▸ **Extract**
The other evening my three-year old son was having trouble sleeping. I told him I would read him one more book, and he picked a volume of Bible stories that had been my mother’s when she was a girl. We started at the beginning.
The narrative began in the way that is familiar to all: Adam and Eve lived in a beautiful garden, like a park, which was verdant and comfortable. Eden was full of beautiful plants and friendly animals, pure fresh water, and trees bearing every kind of delicious fruit. It was paradise.
As I read the description, I was struck for the first time by a realization—what the story describes is the natural state of most places on earth; that is, until modern humans arrive.
For the past month, a hole in the sea-floor in the Gulf of Mexico, has, according to unvarnished estimates, gushed 15 million gallons a day of oil into the ocean. It is flowing from an underground reservoir of oil, almost the size of the Gulf, into the sea. Deep underwater plumes of oil, 200 miles long and 5 miles wide, are appearing, and thick, sticky oil is beginning to fill the marshes along the Louisiana shoreline. Hundreds of sea turtles have died, with countless other casualties below the water, as the oilmen pump more toxic chemical “dispersants” into the water.

▸ **Data provided**
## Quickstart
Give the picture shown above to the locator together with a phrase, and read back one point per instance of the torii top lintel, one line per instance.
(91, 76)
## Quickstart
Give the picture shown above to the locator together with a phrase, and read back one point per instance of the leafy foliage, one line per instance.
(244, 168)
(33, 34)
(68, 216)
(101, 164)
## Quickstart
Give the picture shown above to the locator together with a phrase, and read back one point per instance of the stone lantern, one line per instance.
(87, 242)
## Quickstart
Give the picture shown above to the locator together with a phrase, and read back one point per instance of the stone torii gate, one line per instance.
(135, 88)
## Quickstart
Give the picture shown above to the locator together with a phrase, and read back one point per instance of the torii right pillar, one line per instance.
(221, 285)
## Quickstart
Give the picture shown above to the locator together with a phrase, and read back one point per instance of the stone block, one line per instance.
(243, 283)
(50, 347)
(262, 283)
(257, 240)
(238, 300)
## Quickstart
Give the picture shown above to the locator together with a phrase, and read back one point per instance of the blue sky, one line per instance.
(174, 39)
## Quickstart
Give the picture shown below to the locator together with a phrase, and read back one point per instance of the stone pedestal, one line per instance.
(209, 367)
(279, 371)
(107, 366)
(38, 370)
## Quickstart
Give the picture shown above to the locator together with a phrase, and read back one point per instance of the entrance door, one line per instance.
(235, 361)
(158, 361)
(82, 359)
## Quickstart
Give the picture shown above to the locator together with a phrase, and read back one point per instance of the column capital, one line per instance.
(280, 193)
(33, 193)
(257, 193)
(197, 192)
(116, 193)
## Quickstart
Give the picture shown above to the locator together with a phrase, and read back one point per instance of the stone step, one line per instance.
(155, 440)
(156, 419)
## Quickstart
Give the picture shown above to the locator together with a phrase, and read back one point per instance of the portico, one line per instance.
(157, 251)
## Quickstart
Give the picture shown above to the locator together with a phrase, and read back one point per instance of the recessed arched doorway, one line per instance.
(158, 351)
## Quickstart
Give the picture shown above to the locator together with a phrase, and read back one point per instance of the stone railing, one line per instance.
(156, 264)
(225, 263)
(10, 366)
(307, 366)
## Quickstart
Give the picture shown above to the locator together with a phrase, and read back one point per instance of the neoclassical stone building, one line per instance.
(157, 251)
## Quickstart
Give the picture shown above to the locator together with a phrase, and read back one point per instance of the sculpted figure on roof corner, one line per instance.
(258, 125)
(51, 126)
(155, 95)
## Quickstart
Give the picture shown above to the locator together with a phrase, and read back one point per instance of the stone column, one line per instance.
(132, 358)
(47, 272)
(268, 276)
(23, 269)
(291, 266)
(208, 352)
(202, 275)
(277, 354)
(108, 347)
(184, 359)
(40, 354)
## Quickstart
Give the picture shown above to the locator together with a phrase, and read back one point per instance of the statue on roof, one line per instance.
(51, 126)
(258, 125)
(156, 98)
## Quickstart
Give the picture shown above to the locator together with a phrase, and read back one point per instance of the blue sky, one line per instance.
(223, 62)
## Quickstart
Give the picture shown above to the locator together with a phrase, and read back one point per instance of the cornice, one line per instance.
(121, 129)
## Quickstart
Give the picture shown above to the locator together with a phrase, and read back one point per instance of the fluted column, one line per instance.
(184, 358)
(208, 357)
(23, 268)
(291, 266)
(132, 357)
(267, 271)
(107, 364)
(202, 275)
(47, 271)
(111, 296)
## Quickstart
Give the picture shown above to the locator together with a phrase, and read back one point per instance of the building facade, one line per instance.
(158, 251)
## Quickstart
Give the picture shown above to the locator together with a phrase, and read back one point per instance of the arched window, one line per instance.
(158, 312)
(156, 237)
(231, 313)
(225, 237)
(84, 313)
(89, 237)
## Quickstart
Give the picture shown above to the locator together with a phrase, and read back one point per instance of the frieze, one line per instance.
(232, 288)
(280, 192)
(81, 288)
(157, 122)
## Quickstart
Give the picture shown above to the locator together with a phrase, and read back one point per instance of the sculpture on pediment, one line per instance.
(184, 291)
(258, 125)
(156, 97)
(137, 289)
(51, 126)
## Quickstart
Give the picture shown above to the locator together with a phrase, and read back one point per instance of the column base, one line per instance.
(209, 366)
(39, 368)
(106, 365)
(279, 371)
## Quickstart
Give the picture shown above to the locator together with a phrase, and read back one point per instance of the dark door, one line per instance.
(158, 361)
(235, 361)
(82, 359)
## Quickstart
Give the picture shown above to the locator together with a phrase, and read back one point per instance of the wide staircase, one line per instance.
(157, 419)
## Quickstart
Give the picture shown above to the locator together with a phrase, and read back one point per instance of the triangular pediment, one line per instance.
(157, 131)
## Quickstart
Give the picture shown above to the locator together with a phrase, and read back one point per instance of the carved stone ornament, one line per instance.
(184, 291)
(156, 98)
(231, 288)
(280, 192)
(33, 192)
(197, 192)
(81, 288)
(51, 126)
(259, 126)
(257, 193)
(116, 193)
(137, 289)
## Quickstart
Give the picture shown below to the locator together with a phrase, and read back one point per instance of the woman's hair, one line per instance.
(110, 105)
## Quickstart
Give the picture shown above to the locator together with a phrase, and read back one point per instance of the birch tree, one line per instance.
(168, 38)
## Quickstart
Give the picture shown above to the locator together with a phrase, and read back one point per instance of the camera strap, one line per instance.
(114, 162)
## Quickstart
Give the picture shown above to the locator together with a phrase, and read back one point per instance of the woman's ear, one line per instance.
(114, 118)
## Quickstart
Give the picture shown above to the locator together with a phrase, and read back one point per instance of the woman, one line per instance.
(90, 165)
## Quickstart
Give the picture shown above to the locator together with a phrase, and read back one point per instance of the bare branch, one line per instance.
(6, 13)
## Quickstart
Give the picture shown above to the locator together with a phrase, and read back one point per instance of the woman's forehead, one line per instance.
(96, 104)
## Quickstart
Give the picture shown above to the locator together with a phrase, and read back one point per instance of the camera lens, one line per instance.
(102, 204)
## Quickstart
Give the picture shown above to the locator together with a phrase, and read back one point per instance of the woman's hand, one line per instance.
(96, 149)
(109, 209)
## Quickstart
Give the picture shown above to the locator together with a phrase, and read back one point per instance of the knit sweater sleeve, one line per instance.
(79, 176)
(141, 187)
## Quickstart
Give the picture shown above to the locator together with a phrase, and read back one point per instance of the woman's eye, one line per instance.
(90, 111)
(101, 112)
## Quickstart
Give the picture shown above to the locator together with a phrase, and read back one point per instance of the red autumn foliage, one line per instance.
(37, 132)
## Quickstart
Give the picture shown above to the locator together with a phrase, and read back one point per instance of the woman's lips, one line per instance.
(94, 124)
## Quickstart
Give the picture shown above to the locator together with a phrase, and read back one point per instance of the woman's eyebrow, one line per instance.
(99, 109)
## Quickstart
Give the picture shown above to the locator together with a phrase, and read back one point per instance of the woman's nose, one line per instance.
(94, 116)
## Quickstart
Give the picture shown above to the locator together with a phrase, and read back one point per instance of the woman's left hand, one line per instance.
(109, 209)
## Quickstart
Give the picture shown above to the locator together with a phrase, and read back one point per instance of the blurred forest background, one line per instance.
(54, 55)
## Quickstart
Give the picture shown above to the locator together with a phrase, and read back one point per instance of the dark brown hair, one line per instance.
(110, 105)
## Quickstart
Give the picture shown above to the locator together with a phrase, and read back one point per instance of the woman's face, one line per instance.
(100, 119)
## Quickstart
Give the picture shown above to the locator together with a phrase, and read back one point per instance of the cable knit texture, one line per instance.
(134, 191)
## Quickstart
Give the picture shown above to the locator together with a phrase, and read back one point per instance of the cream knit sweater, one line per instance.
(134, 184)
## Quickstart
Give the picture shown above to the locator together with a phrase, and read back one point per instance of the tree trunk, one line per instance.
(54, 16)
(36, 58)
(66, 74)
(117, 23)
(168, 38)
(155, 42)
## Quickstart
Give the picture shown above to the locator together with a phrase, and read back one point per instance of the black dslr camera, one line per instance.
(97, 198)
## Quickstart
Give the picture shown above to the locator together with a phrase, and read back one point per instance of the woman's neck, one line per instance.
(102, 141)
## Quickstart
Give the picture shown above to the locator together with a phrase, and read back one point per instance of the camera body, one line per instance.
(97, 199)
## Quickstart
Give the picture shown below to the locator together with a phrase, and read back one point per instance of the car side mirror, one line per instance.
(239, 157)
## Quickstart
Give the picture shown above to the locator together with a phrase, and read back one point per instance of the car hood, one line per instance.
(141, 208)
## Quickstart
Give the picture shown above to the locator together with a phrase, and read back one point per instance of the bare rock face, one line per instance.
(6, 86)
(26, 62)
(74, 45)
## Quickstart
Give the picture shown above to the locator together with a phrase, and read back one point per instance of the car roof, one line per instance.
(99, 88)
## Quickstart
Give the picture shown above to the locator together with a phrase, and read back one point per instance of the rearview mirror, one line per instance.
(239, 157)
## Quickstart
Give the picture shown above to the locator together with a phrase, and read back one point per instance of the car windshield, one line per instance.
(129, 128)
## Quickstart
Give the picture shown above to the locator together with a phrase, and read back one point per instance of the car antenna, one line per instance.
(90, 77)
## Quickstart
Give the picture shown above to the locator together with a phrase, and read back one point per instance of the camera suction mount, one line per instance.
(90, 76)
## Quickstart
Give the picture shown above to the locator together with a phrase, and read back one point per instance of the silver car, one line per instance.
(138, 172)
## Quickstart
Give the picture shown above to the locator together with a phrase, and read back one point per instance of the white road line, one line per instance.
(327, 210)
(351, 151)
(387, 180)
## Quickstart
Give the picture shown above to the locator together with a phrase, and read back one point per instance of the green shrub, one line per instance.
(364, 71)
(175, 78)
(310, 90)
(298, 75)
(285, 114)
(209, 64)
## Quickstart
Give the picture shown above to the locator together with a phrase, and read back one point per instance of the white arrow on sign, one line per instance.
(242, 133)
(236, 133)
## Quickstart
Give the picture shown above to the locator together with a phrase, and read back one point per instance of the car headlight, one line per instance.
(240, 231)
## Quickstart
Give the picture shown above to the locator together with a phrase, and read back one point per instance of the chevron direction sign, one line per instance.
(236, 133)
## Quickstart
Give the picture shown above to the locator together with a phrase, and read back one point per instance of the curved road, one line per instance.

▸ **Task instructions**
a. Answer these questions from the Eden essay.
(i) Whose book of Bible stories did the son pick?
(ii) According to the estimates cited, how much oil per day has gushed from the hole in the sea-floor?
(iii) How long and how wide are the deep underwater plumes of oil?
b. Quote the Eden essay from "The other evening" to "It was paradise.".

▸ **Solutions to the problems**
a.
(i) It had been the narrator's mother's when she was a girl.
(ii) 15 million gallons a day.
(iii) 200 miles long and 5 miles wide.

b.
The other evening my three-year old son was having trouble sleeping. I told him I would read him one more book, and he picked a volume of Bible stories that had been my mother’s when she was a girl. We started at the beginning.
The narrative began in the way that is familiar to all: Adam and Eve lived in a beautiful garden, like a park, which was verdant and comfortable. Eden was full of beautiful plants and friendly animals, pure fresh water, and trees bearing every kind of delicious fruit. It was paradise.